The argument has been made that Israel’s cutting electricity to the Gaza Strip is tantamount to starving the civilian population or could be considered collective punishment.

These arguments have no basis.

In this context, it must be understood that the Gaza Strip does not, even in regular circumstances, enjoy a steady and constant electricity supply by no fault of Israel. As part of the punitive actions implemented by Palestinian Authority Chairman Mahmoud Abbas against Hamas, the PA refused to pay for the electricity provided by Israel for extended periods. The decision caused a substantial reduction in the electricity supply to the Gaza Strip. Again, no provision in IHL or any other body of law requires Israel to provide free electricity to the Gaza Strip, including the homicidal terrorists and their terror infrastructure.

Cutting the flow of electricity from Israel is not designed to impose collective punishment and does not meet the definition of collective punishment under IHL.

In IHL, collective punishment assumes the imposition of a criminal-type sanction upon a group of persons for the acts of others.

As noted, Israel provides electricity to the Gaza Strip as part of its contractual agreement with the Palestine Liberation Organization. The Oslo Accords have been fundamentally and repeatedly breached by both the PLO and the terrorist leadership in Gaza, and there is no basis to require Israel to continue alone to fulfill its commitments.

Additionally, it should also be noted that some of the electricity of the Gaza Strip comes from a power plant in Gaza, and some comes from Egypt.

As regards the claim that cutting the flow of electricity to the Gaza Strip would breach the prohibition of starving the population, it must be understood that even in 2023, hundreds of millions of people worldwide do not have access to electricity grids. No one claims that these people are the subject of intentional starvation. Moreover, no one made this ludicrous argument when Abbas decided to stop paying for the Gazan electricity usage. Raising the argument solely against Israel as it responds to the heinous massacre of 1,200 people, the injury of thousands more, and the kidnapping of scores of others is purely hypocritical.

● ● ● ●

PROBLEM 1:
Besides Israel, what sources of the Gaza Strip's electricity does the Gaza electricity passage name?
PROBLEM 2:
Extract the Gaza electricity passage's text from "As noted, Israel" to "comes from Egypt.".
The entries are separate material, unconnected to the Gaza electricity passage.

Collected data entries
● ● ● ●

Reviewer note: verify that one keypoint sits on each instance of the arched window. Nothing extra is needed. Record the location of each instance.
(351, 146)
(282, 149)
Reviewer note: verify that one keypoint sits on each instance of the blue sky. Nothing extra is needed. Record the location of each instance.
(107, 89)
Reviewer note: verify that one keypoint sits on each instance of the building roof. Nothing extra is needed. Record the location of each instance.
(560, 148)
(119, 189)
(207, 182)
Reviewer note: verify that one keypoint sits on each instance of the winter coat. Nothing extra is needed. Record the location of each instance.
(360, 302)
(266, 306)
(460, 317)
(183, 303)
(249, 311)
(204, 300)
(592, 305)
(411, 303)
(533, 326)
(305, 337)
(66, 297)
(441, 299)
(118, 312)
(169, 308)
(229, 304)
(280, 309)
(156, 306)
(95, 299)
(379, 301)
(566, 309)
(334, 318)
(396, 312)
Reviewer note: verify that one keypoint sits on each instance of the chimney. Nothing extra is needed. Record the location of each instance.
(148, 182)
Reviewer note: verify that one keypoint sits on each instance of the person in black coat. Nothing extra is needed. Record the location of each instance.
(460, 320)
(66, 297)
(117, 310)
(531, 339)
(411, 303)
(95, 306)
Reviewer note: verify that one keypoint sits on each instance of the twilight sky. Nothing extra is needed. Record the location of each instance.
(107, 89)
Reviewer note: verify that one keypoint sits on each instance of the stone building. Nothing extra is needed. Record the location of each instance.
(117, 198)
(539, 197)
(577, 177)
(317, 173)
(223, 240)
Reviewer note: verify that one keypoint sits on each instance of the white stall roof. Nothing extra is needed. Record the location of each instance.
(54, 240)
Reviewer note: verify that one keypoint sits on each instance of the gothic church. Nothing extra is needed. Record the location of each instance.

● ● ● ●

ANSWER 1:
A power plant in Gaza and Egypt.

ANSWER 2:
As noted, Israel provides electricity to the Gaza Strip as part of its contractual agreement with the Palestine Liberation Organization. The Oslo Accords have been fundamentally and repeatedly breached by both the PLO and the terrorist leadership in Gaza, and there is no basis to require Israel to continue alone to fulfill its commitments.

Additionally, it should also be noted that some of the electricity of the Gaza Strip comes from a power plant in Gaza, and some comes from Egypt.